(Referring expression pointing data)
★ ★ ★

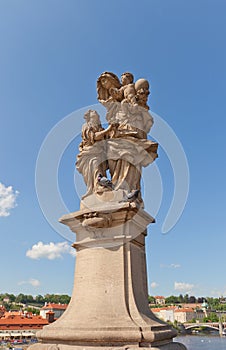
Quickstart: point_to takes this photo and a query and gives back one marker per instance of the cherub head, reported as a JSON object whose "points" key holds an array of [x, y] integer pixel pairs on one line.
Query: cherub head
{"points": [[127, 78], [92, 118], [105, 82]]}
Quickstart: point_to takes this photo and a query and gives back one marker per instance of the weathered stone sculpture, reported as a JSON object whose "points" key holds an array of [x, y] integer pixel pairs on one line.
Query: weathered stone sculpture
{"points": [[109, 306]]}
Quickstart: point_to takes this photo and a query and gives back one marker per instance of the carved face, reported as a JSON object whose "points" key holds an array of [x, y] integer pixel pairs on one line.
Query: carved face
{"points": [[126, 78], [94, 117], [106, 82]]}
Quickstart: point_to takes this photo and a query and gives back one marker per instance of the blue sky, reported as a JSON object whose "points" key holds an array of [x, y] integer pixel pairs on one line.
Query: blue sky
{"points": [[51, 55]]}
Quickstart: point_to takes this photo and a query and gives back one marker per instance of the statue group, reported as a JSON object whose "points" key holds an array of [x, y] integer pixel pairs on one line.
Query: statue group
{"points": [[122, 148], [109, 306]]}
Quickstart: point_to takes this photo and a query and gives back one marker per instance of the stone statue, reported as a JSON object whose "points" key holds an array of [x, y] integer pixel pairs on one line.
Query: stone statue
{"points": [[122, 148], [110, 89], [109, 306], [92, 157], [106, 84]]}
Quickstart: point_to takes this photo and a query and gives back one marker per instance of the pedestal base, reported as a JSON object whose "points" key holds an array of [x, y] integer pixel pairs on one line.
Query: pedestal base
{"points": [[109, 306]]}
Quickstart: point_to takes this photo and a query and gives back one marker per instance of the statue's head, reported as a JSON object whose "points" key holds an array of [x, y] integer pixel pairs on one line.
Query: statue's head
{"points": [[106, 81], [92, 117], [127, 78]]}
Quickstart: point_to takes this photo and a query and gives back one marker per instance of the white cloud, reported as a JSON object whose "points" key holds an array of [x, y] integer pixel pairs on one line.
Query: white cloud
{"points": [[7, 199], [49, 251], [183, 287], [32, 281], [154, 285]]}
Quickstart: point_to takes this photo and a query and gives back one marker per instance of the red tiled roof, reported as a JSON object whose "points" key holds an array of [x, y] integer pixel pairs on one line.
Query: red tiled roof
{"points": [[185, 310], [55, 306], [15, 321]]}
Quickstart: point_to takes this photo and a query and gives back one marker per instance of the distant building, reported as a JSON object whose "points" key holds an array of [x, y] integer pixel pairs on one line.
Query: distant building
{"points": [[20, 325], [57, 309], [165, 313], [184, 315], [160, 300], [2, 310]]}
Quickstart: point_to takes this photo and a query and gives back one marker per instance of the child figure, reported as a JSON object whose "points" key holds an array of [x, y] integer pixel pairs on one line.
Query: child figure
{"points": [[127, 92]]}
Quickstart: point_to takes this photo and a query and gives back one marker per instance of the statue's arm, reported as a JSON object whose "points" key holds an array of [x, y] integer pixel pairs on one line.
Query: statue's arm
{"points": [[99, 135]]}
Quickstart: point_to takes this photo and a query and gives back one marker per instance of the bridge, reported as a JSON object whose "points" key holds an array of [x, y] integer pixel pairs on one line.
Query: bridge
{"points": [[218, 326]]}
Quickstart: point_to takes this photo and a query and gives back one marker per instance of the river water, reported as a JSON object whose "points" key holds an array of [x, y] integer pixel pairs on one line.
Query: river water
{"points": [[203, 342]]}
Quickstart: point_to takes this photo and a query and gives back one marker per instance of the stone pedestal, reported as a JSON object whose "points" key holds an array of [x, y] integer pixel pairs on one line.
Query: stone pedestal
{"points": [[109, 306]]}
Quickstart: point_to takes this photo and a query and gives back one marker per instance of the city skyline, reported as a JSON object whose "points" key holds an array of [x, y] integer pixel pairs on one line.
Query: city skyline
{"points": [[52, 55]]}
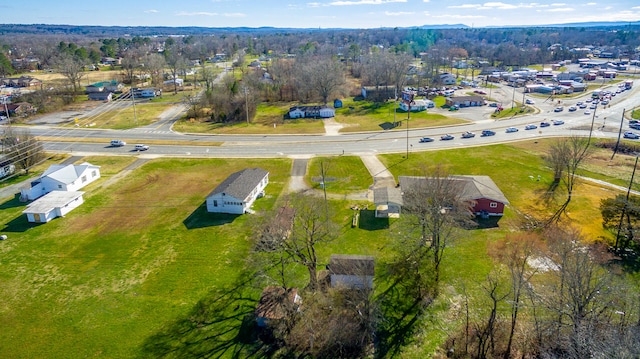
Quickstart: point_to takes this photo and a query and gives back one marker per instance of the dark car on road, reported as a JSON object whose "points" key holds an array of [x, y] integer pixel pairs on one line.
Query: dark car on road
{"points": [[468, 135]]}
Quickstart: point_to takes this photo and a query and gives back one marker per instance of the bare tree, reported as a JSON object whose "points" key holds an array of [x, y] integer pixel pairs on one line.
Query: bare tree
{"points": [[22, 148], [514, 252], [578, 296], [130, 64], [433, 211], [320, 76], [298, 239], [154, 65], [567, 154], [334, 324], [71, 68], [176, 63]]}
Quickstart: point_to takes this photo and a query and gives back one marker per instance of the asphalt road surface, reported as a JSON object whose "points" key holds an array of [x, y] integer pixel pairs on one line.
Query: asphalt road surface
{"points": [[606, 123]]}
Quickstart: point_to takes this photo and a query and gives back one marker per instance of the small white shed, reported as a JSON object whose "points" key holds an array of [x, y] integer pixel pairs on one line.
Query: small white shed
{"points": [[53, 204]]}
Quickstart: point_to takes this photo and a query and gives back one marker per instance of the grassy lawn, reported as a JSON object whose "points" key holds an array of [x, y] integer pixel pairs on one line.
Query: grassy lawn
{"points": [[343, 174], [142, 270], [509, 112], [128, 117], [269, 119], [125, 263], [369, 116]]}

★ ★ ★

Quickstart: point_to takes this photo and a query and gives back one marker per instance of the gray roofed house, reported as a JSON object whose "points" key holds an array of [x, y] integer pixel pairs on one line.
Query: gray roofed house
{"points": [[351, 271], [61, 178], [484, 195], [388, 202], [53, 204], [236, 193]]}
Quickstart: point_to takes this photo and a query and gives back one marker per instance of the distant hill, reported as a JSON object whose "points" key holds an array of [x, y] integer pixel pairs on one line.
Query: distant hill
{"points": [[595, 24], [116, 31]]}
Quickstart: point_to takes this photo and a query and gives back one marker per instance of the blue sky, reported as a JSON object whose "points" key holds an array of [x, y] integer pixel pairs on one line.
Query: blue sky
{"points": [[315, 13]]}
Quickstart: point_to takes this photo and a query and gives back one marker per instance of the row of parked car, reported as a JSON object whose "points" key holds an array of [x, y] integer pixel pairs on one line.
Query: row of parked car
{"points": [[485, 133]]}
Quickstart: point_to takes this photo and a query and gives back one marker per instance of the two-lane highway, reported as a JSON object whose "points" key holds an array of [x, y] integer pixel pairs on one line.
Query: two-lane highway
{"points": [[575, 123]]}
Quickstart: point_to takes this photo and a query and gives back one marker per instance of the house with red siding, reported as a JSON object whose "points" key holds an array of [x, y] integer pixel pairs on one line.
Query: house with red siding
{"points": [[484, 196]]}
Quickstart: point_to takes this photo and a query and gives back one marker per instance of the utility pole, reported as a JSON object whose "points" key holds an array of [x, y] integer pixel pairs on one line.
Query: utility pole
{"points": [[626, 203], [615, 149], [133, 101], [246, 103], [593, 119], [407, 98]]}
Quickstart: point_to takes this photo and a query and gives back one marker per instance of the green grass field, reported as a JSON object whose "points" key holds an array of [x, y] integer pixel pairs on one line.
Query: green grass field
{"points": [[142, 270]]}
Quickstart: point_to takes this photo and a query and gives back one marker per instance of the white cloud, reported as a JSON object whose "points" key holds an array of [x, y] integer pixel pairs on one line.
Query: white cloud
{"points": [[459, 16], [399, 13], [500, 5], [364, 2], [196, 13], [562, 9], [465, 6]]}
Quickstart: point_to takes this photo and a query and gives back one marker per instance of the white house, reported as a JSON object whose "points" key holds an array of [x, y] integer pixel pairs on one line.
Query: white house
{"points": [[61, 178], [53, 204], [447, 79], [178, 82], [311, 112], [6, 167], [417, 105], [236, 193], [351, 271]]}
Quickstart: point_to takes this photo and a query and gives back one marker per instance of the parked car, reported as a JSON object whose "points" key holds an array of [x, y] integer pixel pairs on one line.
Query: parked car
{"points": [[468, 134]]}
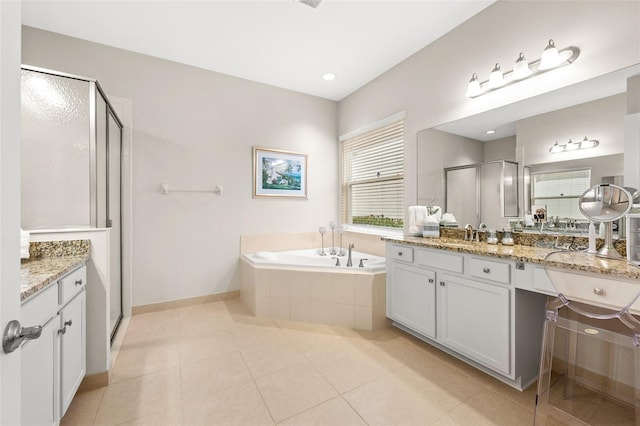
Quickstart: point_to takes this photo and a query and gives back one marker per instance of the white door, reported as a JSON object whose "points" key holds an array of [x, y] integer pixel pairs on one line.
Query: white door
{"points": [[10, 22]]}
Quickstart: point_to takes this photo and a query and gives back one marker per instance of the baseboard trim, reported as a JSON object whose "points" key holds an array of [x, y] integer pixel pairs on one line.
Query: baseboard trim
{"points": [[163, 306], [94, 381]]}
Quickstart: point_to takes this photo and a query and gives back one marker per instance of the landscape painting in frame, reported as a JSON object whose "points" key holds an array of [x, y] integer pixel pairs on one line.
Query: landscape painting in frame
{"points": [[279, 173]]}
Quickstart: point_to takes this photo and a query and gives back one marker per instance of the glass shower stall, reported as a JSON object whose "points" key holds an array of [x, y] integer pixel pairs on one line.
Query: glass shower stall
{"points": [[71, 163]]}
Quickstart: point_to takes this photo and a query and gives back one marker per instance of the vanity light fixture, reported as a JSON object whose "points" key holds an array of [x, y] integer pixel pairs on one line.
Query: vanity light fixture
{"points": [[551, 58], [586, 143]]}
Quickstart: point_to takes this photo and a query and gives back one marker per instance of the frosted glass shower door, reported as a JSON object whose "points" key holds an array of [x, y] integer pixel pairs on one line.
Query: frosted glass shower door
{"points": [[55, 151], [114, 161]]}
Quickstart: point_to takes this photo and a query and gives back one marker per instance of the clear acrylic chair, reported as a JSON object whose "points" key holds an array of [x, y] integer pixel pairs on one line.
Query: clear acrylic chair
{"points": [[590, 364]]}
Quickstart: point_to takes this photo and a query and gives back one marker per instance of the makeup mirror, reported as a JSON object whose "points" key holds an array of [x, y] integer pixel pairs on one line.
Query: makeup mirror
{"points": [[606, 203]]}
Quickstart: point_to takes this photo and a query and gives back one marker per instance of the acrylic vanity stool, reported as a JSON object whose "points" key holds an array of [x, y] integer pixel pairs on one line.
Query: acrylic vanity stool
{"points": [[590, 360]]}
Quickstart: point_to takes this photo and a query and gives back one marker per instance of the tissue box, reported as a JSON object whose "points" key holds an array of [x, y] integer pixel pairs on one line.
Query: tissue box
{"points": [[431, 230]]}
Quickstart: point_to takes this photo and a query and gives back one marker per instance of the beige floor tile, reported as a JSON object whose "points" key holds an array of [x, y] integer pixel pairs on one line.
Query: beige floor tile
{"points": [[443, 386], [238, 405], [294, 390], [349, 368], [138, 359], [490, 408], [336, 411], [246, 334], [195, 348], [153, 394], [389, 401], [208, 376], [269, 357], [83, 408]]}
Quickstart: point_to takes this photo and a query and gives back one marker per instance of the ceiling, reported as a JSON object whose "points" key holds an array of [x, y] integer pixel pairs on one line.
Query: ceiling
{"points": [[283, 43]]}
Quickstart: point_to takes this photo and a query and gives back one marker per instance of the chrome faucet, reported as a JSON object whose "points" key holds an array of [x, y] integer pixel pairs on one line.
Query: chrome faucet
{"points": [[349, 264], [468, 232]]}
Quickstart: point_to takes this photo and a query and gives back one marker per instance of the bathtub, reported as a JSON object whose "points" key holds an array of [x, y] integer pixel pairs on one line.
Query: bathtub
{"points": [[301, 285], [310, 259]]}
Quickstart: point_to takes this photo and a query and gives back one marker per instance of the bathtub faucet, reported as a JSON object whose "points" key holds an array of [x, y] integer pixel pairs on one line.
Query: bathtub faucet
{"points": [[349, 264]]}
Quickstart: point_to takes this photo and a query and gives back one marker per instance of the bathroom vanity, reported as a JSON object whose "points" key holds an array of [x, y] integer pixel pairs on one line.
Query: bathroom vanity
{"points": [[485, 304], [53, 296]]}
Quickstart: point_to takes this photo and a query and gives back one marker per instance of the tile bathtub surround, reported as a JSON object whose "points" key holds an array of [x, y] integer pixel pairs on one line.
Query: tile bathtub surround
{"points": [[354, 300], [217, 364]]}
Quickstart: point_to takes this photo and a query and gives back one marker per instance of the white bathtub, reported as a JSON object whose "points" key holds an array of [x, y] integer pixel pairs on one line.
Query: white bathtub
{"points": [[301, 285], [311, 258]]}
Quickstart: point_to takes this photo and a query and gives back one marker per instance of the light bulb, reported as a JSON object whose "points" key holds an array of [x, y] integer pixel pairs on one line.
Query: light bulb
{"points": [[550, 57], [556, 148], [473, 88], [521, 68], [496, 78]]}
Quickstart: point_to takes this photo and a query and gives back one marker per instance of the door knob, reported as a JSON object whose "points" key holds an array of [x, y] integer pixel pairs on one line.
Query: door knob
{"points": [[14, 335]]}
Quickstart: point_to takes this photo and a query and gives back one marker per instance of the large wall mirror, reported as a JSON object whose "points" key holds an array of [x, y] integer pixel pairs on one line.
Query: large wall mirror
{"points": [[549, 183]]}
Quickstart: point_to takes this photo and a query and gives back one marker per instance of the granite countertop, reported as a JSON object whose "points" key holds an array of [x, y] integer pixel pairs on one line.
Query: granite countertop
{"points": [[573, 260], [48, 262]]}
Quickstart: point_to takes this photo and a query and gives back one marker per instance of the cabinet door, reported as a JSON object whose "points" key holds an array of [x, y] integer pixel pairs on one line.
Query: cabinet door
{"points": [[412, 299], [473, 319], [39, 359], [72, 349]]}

★ ★ ★

** What you need to do **
Only the lines above from the one containing "Query: white house" through the one containing "of the baseboard" should be returned, verbatim and inclusive, with pictures excluded.

** Problem solution **
Query: white house
{"points": [[61, 178], [53, 204], [447, 79], [178, 82], [311, 112], [6, 167], [417, 105], [236, 193], [351, 271]]}
Quickstart: point_to takes this photo and a query and gives back one marker per instance of the parked car, reported as a JSON object whose "points" key holds an array of [x, y] integer pixel pairs on one line.
Query: parked car
{"points": [[468, 134]]}
Quickstart: point_to takes this photo and a query and gives back one marker per instance of the white door, reported as a JSON object whose "points" key holds an array of [x, y] integer pixel pairs on one line.
Query: white door
{"points": [[10, 22]]}
Quickstart: point_to takes this photo and a query and gives back one marker per instance of the baseboard trim, reported as a JSON object whose "points" key holds an array of [x, y] integer pixel pairs on one line.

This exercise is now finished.